EXERCISE DETAILS
Reproduce the material below, changing "truck bed" to "cargo bed" wherever it occurs and leaving every other character as it is.
....
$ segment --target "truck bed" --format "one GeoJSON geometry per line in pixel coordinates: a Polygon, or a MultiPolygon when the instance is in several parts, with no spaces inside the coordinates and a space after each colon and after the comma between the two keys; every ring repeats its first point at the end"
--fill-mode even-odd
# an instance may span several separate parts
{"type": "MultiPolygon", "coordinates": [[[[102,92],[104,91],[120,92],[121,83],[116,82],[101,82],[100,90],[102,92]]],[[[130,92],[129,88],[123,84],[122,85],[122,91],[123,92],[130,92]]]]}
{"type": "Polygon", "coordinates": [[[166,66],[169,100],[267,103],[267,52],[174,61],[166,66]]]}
....
CORRECT RESPONSE
$ segment --target "cargo bed" --format "one GeoJSON geometry per line in pixel coordinates: a Polygon, or a MultiPolygon when the instance is in several parts, with no spaces inside the coordinates and a space after each colon and after the comma between the two keys; every ring repeats its first point at the end"
--fill-mode even-odd
# an instance may span several separate parts
{"type": "MultiPolygon", "coordinates": [[[[102,92],[104,91],[120,92],[121,83],[116,82],[101,82],[100,90],[102,92]]],[[[130,92],[129,88],[123,84],[122,85],[122,91],[123,92],[130,92]]]]}
{"type": "Polygon", "coordinates": [[[166,66],[169,100],[267,103],[267,52],[174,61],[166,66]]]}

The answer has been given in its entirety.